[RECORD LIST]

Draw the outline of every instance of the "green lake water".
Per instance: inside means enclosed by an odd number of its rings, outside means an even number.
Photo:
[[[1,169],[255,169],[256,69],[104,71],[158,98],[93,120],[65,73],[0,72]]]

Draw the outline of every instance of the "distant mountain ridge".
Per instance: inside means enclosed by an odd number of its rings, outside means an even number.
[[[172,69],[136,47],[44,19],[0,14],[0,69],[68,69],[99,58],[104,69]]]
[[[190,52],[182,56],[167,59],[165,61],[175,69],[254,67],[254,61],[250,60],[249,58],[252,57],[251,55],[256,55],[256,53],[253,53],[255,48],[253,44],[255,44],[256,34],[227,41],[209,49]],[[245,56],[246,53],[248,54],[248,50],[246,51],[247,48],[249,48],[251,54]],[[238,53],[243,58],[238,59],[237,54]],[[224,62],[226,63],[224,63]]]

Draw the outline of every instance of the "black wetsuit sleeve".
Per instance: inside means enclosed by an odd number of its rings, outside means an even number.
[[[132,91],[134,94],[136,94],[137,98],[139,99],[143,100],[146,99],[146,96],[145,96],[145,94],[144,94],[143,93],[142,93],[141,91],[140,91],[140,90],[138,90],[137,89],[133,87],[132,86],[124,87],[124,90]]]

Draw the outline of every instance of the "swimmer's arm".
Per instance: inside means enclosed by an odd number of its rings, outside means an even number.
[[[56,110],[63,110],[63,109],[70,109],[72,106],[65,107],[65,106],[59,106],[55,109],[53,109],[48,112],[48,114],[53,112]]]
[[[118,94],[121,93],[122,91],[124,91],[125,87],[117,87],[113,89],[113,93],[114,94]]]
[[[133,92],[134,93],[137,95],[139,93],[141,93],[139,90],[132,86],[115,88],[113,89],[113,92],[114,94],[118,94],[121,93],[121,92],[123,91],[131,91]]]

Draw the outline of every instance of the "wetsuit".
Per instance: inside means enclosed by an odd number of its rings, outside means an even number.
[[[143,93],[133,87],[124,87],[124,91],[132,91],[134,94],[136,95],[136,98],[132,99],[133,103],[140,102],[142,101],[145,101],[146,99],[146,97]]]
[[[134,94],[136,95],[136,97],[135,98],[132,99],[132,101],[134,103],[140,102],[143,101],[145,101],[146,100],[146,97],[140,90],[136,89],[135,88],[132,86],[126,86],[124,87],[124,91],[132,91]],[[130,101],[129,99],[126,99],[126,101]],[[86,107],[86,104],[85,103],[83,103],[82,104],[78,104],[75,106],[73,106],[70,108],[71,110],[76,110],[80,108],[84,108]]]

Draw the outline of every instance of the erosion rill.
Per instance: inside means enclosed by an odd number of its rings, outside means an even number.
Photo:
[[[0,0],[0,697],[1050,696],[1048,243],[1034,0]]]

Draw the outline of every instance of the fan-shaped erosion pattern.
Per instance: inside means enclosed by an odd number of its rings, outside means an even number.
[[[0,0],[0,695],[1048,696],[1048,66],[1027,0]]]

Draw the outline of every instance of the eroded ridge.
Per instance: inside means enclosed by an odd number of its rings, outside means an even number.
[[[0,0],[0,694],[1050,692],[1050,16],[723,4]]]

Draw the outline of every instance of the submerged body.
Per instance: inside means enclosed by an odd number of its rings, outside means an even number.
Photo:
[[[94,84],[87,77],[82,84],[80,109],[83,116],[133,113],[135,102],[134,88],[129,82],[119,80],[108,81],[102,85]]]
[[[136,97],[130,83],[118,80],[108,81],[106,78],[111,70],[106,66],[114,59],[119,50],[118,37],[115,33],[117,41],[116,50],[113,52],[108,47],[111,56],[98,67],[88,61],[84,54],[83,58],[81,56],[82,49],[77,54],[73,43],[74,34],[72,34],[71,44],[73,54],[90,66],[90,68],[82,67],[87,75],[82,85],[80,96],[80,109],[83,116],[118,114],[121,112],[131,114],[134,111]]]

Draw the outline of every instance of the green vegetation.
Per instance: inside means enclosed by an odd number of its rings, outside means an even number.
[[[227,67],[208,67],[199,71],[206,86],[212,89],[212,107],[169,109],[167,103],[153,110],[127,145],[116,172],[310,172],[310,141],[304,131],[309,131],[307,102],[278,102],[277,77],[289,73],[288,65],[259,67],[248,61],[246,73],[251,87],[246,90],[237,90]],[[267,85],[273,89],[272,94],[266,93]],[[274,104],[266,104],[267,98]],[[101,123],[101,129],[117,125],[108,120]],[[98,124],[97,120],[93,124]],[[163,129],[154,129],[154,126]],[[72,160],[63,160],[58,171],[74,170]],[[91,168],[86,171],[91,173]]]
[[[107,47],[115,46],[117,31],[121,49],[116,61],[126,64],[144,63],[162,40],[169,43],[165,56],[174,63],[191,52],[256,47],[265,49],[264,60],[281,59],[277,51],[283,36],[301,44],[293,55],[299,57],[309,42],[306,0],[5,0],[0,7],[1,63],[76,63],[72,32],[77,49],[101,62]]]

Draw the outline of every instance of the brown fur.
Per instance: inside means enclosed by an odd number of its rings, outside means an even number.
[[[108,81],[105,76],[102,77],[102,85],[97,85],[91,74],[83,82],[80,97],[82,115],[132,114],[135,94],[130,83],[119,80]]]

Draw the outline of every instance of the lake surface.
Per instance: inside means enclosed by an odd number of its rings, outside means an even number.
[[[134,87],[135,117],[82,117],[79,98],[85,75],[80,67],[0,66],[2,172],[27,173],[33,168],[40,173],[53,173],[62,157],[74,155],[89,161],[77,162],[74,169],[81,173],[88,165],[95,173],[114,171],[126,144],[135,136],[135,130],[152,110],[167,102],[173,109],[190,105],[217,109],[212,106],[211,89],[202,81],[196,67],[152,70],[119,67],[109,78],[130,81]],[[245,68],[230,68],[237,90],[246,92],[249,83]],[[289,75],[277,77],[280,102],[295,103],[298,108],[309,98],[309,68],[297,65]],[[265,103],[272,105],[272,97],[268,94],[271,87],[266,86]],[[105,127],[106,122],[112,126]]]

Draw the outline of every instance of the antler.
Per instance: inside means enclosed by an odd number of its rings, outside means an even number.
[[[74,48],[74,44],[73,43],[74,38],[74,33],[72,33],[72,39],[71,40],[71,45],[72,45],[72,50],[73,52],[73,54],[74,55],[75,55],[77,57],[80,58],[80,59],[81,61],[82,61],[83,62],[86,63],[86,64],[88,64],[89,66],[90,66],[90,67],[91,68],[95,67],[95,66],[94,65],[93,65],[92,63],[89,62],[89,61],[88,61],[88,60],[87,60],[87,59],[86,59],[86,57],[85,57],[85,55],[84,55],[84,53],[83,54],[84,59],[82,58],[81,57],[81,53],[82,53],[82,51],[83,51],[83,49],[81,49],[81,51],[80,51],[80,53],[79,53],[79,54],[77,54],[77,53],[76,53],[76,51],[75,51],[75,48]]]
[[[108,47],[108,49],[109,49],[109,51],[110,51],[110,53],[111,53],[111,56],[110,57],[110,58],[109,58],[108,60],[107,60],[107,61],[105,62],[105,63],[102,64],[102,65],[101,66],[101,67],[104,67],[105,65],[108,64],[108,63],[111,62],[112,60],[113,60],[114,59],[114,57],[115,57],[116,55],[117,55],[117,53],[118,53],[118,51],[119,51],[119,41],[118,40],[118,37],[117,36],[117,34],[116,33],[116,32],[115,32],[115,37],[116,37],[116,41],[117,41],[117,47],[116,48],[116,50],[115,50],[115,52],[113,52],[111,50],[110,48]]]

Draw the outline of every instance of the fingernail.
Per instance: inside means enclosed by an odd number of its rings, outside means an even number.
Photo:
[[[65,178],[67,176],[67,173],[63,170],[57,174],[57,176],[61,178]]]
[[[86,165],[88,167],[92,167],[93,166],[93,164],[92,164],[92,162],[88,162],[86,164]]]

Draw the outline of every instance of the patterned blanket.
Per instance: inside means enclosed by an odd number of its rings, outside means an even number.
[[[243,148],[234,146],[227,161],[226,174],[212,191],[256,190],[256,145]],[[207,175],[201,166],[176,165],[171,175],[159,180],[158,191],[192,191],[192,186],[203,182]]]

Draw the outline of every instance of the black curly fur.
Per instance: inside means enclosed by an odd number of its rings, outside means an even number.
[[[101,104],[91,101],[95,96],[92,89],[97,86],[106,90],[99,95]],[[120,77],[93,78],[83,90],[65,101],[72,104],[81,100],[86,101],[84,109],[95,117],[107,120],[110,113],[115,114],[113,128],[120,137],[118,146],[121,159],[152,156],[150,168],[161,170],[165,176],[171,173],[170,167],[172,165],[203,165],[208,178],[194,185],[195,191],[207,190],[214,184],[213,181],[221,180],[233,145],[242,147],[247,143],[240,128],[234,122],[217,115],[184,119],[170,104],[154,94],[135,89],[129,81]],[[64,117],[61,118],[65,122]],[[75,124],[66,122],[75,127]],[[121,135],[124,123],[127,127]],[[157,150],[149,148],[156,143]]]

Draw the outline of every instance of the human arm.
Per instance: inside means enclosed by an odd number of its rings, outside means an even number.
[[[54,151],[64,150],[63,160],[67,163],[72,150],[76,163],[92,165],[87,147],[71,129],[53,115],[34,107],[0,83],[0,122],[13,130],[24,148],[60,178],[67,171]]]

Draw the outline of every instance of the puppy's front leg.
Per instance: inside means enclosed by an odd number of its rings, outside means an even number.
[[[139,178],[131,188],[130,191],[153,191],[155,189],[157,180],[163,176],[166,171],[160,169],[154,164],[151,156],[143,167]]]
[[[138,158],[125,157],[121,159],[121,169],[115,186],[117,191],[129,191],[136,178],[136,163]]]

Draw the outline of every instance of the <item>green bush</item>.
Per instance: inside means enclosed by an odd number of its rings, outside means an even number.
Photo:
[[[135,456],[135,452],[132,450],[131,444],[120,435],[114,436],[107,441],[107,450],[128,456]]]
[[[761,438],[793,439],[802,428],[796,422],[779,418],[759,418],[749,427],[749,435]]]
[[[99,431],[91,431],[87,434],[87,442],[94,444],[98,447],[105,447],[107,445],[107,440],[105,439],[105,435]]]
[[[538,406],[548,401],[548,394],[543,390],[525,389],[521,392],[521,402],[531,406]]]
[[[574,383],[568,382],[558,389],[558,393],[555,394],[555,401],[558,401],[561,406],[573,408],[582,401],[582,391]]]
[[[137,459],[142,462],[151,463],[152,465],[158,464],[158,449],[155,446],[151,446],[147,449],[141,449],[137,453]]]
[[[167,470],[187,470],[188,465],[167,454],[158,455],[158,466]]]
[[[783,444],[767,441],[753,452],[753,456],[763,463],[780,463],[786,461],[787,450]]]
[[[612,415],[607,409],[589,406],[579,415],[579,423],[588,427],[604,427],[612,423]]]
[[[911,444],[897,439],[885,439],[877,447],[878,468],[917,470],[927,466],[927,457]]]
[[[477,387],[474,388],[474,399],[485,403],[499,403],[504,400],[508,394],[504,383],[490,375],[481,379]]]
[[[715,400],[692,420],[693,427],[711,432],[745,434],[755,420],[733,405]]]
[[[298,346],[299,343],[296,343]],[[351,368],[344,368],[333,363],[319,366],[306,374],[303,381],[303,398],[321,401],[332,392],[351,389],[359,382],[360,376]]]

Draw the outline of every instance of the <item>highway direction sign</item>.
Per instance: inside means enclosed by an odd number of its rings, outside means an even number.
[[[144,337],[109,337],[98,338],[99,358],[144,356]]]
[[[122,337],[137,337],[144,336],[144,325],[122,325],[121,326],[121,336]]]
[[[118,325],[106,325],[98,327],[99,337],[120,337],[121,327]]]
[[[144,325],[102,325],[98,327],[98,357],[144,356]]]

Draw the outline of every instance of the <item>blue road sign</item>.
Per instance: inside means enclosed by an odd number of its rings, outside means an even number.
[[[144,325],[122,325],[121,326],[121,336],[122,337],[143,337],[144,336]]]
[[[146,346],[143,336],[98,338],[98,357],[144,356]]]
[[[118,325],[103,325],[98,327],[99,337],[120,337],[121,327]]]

[TASK DIRECTIONS]
Format everything from the line containing "Draw the outline of every instance of the <item>highway" down to the end of the material as a Markdown table with the columns "No." and "Text", one row per line. Number the rows and leave out blank lines.

[FINISHED TASK]
| No. | Text |
|---|---|
| 1 | Draw the outline of every instance of the <item>highway direction sign</item>. |
| 2 | Per instance: inside means enclosed by an odd number of its rings, outside means an even number. |
| 3 | [[[144,337],[109,337],[98,338],[99,358],[144,356]]] |
| 4 | [[[122,337],[137,337],[144,336],[144,325],[122,325],[121,326],[121,336]]] |
| 5 | [[[118,325],[106,325],[98,327],[99,337],[120,337],[121,327]]] |
| 6 | [[[144,325],[102,325],[98,327],[98,357],[144,356]]] |
| 7 | Draw the outline of every instance of the <item>blue road sign</item>. |
| 8 | Per instance: inside means enclosed by an odd number of its rings, outside means an even number. |
| 9 | [[[144,325],[122,325],[121,326],[121,336],[122,337],[143,337],[144,336]]] |
| 10 | [[[146,346],[143,336],[98,338],[98,357],[144,356]]] |
| 11 | [[[118,325],[103,325],[98,327],[99,337],[120,337],[121,327]]] |